===== Record set
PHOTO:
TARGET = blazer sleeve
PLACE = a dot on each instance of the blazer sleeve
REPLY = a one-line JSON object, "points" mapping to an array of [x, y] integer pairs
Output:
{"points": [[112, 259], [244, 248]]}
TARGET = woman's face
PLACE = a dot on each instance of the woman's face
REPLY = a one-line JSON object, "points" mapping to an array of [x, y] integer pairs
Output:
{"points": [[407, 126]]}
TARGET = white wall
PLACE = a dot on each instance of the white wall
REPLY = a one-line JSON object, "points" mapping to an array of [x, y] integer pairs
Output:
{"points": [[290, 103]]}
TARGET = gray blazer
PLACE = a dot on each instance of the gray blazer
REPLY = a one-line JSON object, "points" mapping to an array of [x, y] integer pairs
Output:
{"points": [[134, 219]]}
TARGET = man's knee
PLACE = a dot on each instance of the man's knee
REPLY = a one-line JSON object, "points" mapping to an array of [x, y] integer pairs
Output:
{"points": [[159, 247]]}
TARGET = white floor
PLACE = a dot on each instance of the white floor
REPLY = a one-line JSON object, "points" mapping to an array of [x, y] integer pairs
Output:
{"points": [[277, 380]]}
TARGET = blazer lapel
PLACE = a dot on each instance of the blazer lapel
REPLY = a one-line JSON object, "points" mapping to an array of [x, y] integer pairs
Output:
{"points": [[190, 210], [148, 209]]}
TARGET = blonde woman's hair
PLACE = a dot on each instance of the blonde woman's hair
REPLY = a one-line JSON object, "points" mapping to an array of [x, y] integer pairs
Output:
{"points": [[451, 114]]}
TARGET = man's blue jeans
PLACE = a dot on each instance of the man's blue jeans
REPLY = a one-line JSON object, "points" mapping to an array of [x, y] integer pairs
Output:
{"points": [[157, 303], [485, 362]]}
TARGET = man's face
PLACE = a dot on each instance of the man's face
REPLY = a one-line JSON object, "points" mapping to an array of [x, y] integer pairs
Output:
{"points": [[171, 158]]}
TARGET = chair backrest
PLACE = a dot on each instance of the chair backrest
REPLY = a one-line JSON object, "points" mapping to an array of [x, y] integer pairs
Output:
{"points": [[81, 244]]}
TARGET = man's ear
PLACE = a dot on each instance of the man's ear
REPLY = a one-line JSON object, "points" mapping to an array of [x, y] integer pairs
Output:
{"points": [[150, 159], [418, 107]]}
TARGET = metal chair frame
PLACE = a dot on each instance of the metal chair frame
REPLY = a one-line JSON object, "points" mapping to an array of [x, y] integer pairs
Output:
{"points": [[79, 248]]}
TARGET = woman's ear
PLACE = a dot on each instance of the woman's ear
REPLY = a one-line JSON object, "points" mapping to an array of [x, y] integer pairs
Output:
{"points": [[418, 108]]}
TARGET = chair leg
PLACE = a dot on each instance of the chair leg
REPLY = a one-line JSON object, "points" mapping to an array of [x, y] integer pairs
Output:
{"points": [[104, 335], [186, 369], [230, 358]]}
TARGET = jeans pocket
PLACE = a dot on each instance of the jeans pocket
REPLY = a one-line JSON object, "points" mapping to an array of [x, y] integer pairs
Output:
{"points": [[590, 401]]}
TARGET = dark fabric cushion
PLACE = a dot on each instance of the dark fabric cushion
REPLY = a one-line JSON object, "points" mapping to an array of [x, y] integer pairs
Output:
==========
_Task brief_: Extract the entries above verbatim.

_Finished answer_:
PHOTO:
TARGET = blazer sleeve
PLACE = a dot on each instance of the blazer sleeve
REPLY = a one-line JSON object, "points" mapping to an array of [x, y] integer pairs
Output:
{"points": [[112, 259], [244, 248]]}
TARGET = woman's face
PLACE = a dot on each instance of the woman's face
REPLY = a one-line JSON object, "points" mapping to an array of [x, y] integer pairs
Output:
{"points": [[407, 126]]}
TARGET = white wall
PLACE = a dot on each instance of the white wall
REPLY = a one-line JSON object, "points" mapping to an array of [x, y] integer pairs
Output:
{"points": [[290, 103]]}
TARGET = gray blazer
PLACE = a dot on each instance of the gray blazer
REPLY = a one-line JSON object, "points" mapping to an array of [x, y] integer pairs
Output:
{"points": [[134, 219]]}
TARGET = man's knee
PLACE = a dot on each instance of the man's knee
REPLY = a one-line JSON object, "points" mapping to an array of [x, y] integer pairs
Output:
{"points": [[159, 247]]}
TARGET = white floor
PLACE = a dot on each instance of the white floor
REPLY = a one-line JSON object, "points" mapping to an array of [x, y] integer pairs
Output:
{"points": [[277, 380]]}
TARGET = blazer lapel
PLACE = a dot on each instance of the blazer lapel
REPLY = a one-line JSON object, "points" mapping to an array of [x, y] integer pairs
Output:
{"points": [[190, 210], [148, 209]]}
TARGET = blonde woman's hair
PLACE = a dot on each instance of the blonde woman's hair
REPLY = a one-line JSON object, "points" mapping to an array of [x, y] integer pairs
Output:
{"points": [[451, 114]]}
TARGET = man's blue jeans
PLACE = a dot on each instance of the man's blue jeans
REPLY = a one-line JSON object, "points" mapping to an array of [x, y] integer pairs
Output:
{"points": [[157, 303], [485, 362]]}
TARGET = man's face
PLACE = a dot on each instance of the man's face
REPLY = a one-line JSON object, "points" mapping to an array of [x, y] integer pairs
Output:
{"points": [[171, 158]]}
TARGET = chair backrest
PLACE = a dot on each instance of the chair backrest
REPLY = a one-line JSON object, "points" mapping to an array of [x, y] integer pairs
Output:
{"points": [[81, 244]]}
TARGET = man's ear
PLACE = a dot on each instance of the man's ear
REPLY = a one-line JSON object, "points" mapping to an array of [x, y] integer pairs
Output:
{"points": [[150, 159], [418, 107]]}
TARGET = metal chair frame
PLACE = a dot on each instance of the metal chair frame
REPLY = a one-line JSON object, "points" mapping to an array of [x, y] integer pairs
Output:
{"points": [[79, 248]]}
TARGET = woman's ear
PLACE = a dot on each instance of the woman's ear
REPLY = a one-line JSON object, "points" mapping to an array of [x, y] integer pairs
Output:
{"points": [[418, 108]]}
TARGET = chair leg
PLACE = a dot on each instance of the chair leg
REPLY = a one-line JSON object, "points" mapping to an array of [x, y] integer pairs
Output:
{"points": [[104, 335], [186, 369], [230, 358]]}
TARGET = jeans pocket
PLACE = a dot on each instance of the jeans pocket
REPLY = a one-line JSON object, "points" mapping to an array of [x, y] integer pairs
Output:
{"points": [[590, 401]]}
TARGET = dark fabric cushion
PLACE = a dot on each instance of the dark fabric cushion
REPLY = a one-line JSON object, "points" mapping to an array of [x, y] integer pairs
Output:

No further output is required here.